TASK PROMPT:
Count the lines in the records below that contain the word "fence", treating uppercase and lowercase as different, and reply with only that number.

EXCERPTED DATA:
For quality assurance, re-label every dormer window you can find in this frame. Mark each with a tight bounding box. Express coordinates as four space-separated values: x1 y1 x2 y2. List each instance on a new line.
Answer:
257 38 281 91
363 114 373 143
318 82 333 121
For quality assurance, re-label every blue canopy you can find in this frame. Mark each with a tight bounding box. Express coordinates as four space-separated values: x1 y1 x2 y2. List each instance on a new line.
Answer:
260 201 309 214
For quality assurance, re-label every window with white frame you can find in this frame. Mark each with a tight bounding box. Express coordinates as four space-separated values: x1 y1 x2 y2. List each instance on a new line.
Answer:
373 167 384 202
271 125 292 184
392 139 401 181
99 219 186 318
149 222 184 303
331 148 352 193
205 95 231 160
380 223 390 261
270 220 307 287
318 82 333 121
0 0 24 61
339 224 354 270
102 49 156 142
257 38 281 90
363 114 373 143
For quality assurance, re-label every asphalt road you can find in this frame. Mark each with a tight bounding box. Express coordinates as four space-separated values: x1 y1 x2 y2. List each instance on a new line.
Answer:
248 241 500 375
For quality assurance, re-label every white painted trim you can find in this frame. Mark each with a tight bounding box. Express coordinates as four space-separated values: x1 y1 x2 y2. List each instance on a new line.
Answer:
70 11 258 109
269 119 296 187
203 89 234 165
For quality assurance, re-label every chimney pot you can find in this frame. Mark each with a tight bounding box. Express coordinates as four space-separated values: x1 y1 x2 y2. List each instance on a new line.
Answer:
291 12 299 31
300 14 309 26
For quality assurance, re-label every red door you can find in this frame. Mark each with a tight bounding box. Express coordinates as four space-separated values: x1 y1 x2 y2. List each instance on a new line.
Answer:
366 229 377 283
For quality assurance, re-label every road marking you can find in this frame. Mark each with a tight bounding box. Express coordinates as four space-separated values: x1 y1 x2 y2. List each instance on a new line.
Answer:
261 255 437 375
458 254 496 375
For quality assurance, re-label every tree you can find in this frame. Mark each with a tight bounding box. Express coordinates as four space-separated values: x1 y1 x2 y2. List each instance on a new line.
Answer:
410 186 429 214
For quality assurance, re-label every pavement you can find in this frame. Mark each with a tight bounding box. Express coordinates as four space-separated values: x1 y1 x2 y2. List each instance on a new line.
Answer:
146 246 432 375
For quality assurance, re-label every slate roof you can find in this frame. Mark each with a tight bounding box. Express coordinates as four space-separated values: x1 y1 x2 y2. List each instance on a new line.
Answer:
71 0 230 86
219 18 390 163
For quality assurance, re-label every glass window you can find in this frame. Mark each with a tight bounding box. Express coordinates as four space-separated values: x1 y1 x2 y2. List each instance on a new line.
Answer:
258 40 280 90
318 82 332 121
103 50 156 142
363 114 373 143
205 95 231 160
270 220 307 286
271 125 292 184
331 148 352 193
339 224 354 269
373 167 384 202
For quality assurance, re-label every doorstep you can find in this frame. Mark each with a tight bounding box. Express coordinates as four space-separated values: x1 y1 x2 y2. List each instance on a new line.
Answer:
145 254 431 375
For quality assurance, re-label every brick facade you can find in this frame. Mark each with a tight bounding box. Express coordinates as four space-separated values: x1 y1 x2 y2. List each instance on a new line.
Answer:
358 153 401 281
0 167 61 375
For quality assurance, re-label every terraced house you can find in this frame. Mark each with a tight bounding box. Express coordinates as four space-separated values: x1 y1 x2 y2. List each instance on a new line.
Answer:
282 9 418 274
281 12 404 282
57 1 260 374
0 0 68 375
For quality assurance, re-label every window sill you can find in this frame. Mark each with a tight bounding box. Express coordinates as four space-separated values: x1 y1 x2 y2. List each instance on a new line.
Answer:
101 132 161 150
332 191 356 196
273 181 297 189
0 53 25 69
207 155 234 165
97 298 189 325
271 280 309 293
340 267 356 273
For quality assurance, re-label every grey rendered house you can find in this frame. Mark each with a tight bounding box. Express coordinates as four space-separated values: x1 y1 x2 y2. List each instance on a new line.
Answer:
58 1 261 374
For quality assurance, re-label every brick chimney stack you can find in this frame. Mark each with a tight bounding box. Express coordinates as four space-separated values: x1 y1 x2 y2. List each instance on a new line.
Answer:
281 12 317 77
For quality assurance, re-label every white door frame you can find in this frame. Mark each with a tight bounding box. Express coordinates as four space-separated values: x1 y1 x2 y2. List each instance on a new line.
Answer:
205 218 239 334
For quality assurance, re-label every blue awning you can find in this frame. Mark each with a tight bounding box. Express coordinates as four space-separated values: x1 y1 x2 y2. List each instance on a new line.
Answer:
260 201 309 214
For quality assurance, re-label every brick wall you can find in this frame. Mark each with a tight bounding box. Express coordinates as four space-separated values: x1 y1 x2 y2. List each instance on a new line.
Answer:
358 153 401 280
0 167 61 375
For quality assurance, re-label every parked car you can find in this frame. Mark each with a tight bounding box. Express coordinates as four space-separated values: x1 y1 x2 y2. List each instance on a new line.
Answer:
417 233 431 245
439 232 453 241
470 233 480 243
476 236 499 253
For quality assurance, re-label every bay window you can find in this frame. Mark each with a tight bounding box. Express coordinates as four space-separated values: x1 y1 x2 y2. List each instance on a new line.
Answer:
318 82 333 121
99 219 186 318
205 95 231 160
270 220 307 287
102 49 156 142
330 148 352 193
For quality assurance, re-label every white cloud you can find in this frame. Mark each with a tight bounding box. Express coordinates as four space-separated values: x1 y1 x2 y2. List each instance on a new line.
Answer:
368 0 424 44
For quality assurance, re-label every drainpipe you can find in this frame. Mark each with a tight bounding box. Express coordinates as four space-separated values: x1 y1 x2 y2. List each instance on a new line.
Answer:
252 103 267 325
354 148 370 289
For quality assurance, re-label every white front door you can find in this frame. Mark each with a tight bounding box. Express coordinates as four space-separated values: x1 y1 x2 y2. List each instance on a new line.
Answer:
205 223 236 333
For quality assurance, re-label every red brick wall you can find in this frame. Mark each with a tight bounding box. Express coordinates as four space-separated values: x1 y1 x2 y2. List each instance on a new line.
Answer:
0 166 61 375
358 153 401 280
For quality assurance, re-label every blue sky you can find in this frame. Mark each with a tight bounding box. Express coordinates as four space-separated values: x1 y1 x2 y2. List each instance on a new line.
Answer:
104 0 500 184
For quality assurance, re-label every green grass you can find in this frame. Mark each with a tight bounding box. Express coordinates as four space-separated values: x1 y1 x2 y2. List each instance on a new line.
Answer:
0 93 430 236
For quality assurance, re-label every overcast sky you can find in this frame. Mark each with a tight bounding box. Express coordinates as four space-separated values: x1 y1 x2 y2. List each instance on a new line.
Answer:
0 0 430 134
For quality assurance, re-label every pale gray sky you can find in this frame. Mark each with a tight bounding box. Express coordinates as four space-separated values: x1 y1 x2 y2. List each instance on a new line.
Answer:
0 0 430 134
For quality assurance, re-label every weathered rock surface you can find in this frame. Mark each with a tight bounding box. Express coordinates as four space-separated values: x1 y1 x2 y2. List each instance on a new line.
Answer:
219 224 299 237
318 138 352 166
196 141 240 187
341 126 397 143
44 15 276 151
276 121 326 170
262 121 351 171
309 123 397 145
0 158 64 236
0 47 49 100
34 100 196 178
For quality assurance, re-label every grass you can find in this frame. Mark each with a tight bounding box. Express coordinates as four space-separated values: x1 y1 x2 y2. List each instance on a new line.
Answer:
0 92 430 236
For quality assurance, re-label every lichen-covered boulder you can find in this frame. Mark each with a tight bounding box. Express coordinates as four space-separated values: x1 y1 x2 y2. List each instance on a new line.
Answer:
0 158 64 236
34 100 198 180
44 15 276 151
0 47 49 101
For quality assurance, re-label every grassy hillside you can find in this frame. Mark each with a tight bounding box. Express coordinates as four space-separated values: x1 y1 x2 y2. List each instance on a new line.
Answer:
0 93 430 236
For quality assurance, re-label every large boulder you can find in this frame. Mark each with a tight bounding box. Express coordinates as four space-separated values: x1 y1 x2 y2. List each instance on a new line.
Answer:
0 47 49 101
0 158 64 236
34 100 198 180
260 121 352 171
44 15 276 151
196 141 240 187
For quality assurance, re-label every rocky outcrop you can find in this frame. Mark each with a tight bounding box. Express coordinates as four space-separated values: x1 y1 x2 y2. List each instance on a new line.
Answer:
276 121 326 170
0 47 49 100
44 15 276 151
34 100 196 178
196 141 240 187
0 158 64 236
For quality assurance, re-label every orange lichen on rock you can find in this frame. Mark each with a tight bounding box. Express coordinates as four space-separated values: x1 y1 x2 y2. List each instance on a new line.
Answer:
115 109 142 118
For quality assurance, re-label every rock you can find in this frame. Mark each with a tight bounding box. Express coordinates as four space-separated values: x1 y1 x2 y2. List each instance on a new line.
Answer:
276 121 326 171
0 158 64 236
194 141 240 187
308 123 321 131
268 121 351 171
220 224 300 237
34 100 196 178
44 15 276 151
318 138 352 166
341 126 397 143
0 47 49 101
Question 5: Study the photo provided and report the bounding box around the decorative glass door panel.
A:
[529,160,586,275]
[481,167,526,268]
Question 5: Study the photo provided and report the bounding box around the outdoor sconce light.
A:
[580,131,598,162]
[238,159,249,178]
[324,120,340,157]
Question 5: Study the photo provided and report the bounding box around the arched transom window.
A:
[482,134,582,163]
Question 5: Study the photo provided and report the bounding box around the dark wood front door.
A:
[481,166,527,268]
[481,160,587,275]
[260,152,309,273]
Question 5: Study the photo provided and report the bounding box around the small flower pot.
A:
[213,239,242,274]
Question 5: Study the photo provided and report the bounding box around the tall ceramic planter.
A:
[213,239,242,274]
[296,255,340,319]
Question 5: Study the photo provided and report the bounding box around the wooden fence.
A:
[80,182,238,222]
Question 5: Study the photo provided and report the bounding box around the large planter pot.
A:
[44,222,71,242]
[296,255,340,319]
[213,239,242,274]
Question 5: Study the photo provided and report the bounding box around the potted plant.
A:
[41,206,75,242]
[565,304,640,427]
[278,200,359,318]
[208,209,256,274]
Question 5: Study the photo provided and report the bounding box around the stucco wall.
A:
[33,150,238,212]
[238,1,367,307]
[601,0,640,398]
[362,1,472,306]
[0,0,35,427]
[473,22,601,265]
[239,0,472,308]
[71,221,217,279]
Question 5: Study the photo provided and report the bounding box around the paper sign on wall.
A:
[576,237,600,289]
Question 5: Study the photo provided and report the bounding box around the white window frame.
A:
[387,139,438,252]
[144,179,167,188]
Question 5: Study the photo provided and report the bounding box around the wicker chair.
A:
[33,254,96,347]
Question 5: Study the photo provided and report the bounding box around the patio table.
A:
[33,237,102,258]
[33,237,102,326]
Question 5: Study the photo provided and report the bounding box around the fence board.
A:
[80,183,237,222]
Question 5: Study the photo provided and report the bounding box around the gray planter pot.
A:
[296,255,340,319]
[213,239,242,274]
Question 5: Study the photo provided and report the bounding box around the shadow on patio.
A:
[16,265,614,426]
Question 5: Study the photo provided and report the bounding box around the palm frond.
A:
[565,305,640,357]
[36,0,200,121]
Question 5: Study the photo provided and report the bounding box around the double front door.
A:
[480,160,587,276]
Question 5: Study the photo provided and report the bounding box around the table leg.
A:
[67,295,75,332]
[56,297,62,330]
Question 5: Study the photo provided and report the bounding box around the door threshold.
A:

REPLY:
2